— INSTRUCTIONS —
1 – Reproduce the part of the Eheim filter media thread between "Nobody sells it" and "(bottom to top)", inclusive.
2 – In the Eheim filter media thread, which basket do the Ehfimech and the blue pad go in?
3 – List every item that the Eheim filter media thread gives after "You need: (bottom to top)".

— EXCERPTED PASSAGE —
# What filter media do you use in an Eheim?



## toofazt (Jun 18, 2005)

In the middle you have the Eheim Ehfisubstrat and on the bottom you have Eheim Ehfimech.
Eheim 2222


----------



## julesann (Sep 28, 2005)

What I'm not sure is how much and the middle section has alternatives.

Nobody sells it here so I'm ordering online and thus, can't read the boxes in advance. THANKS!


----------



## Lorenceo (Jan 29, 2004)

It should have came with a blue foam pad and a pad of filter wool.
You need: (bottom to top)
1L Ehfimech
1 blue coarse pad
1L Ehfisubstrat or Ehfisubstrat Pro
1 fine white pad.

The Ehfimech and blue pad go in the bottom basket, the other 2 go in the top one.

I prefer Ehfisubstrat pro over the origional, it doesnt need replacing.
I've never replaced any of my blue pads before, Just rinse them and they are good to go.

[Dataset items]
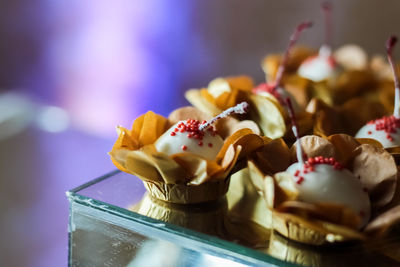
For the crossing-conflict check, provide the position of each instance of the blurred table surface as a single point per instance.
(37, 168)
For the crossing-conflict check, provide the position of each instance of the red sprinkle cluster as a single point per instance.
(311, 162)
(191, 127)
(388, 124)
(269, 88)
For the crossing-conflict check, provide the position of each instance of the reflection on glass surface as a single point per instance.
(114, 222)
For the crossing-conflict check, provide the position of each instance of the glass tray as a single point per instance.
(113, 222)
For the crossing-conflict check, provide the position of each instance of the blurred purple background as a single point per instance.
(70, 71)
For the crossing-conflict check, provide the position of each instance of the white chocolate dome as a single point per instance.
(320, 67)
(184, 136)
(332, 185)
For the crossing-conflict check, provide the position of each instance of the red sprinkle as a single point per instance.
(191, 126)
(388, 124)
(300, 180)
(309, 166)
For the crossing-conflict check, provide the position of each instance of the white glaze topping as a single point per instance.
(327, 184)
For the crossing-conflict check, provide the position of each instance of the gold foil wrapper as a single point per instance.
(206, 218)
(188, 194)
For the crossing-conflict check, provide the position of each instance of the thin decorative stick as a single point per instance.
(327, 9)
(292, 41)
(390, 43)
(295, 129)
(238, 109)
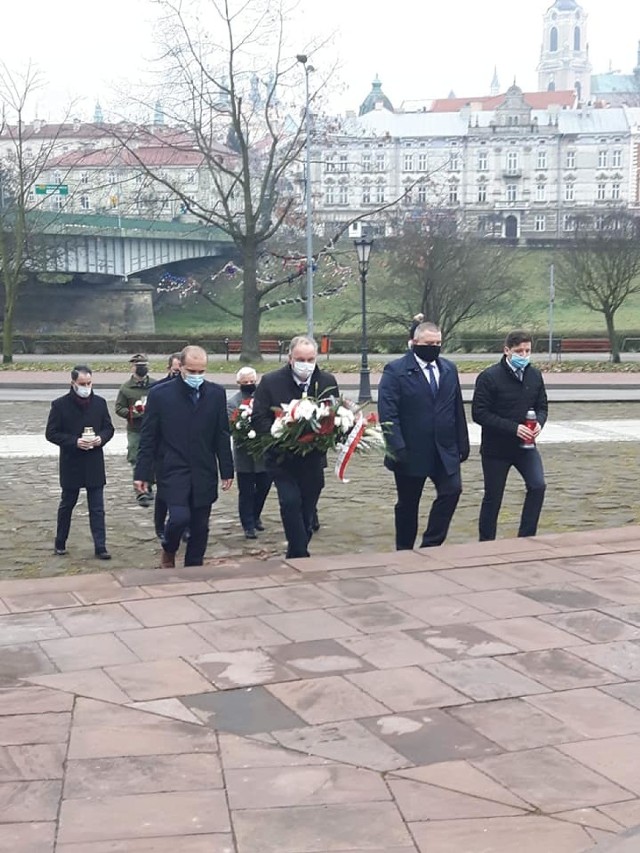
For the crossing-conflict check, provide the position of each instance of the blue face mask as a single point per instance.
(194, 380)
(519, 361)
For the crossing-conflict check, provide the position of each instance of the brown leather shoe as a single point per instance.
(167, 560)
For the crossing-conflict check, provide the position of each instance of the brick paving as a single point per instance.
(476, 698)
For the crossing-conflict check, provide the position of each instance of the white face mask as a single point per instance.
(303, 369)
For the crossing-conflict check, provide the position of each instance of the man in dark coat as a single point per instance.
(254, 481)
(187, 428)
(503, 394)
(298, 479)
(79, 423)
(420, 401)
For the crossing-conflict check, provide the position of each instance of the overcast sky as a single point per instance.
(419, 48)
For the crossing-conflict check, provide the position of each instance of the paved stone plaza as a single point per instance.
(467, 699)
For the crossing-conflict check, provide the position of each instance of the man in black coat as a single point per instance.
(298, 479)
(503, 394)
(186, 427)
(79, 423)
(420, 402)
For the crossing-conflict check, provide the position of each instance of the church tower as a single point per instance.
(564, 58)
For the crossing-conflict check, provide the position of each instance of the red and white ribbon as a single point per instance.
(349, 447)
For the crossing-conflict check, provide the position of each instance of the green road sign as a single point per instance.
(52, 189)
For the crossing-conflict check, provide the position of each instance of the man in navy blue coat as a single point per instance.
(187, 428)
(420, 401)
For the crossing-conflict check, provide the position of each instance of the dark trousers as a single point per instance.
(409, 489)
(529, 465)
(252, 493)
(196, 519)
(298, 490)
(95, 502)
(160, 510)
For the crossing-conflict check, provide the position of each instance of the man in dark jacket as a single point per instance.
(80, 425)
(186, 426)
(298, 479)
(254, 481)
(130, 405)
(420, 401)
(503, 394)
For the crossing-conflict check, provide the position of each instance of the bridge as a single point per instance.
(119, 246)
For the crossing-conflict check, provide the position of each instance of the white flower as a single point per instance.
(305, 410)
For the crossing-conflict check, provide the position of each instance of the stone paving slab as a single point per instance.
(479, 698)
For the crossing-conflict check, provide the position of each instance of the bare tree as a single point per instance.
(24, 159)
(445, 272)
(600, 266)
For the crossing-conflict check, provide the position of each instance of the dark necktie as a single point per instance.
(432, 379)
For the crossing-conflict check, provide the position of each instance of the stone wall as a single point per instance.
(103, 309)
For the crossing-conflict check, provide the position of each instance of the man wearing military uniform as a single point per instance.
(130, 405)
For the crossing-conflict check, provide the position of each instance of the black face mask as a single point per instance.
(427, 352)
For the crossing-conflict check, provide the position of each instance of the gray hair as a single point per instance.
(198, 352)
(302, 339)
(425, 327)
(245, 372)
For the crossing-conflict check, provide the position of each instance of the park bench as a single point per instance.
(268, 346)
(580, 345)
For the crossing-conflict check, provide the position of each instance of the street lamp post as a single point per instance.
(363, 248)
(303, 60)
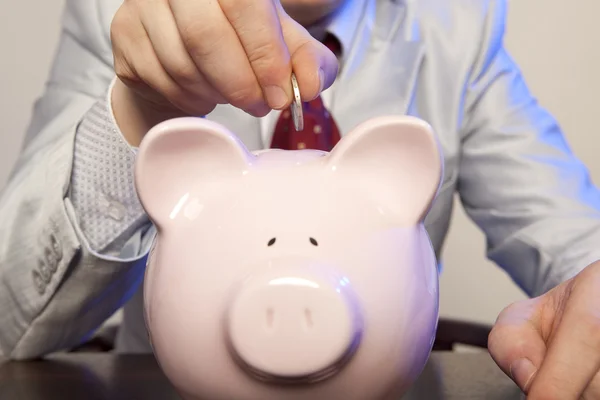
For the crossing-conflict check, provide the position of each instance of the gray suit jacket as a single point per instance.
(440, 60)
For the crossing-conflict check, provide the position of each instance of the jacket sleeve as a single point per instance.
(518, 179)
(55, 288)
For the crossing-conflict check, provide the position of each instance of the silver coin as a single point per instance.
(296, 107)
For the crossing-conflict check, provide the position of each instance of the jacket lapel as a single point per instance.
(381, 71)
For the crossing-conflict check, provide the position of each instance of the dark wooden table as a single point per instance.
(97, 376)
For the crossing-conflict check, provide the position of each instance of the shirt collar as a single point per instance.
(342, 24)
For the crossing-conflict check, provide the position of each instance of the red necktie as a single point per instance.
(320, 130)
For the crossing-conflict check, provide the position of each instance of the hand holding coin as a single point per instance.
(180, 57)
(296, 107)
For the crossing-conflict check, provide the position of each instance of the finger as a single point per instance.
(217, 52)
(259, 30)
(137, 65)
(315, 66)
(516, 343)
(159, 23)
(573, 356)
(593, 390)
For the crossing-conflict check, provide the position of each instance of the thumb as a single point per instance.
(516, 343)
(315, 66)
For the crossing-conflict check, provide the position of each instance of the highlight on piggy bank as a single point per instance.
(290, 274)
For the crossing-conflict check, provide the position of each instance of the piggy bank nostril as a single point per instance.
(293, 326)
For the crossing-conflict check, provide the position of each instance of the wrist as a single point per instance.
(134, 115)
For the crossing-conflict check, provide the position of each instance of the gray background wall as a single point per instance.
(554, 41)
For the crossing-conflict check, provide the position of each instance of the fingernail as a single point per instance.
(276, 97)
(259, 110)
(522, 372)
(321, 79)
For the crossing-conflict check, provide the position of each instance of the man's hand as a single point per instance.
(550, 345)
(182, 57)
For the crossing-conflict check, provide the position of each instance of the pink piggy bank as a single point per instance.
(281, 275)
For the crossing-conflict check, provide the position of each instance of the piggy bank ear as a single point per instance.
(182, 157)
(396, 161)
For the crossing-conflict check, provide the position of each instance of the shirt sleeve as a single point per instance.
(102, 188)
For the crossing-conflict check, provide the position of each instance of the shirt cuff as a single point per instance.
(102, 188)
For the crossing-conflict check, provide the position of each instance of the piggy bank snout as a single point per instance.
(294, 325)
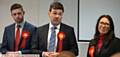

— TASK-BY-TASK OUTPUTS —
1 –
Nobody sells it here so I'm ordering online and thus, can't read the boxes in advance. THANKS!


----------



## Lorenceo (Jan 29, 2004)

It should have came with a blue foam pad and a pad of filter wool.
You need: (bottom to top)

2 – The bottom basket.

3 –
1L Ehfimech
1 blue coarse pad
1L Ehfisubstrat or Ehfisubstrat Pro
1 fine white pad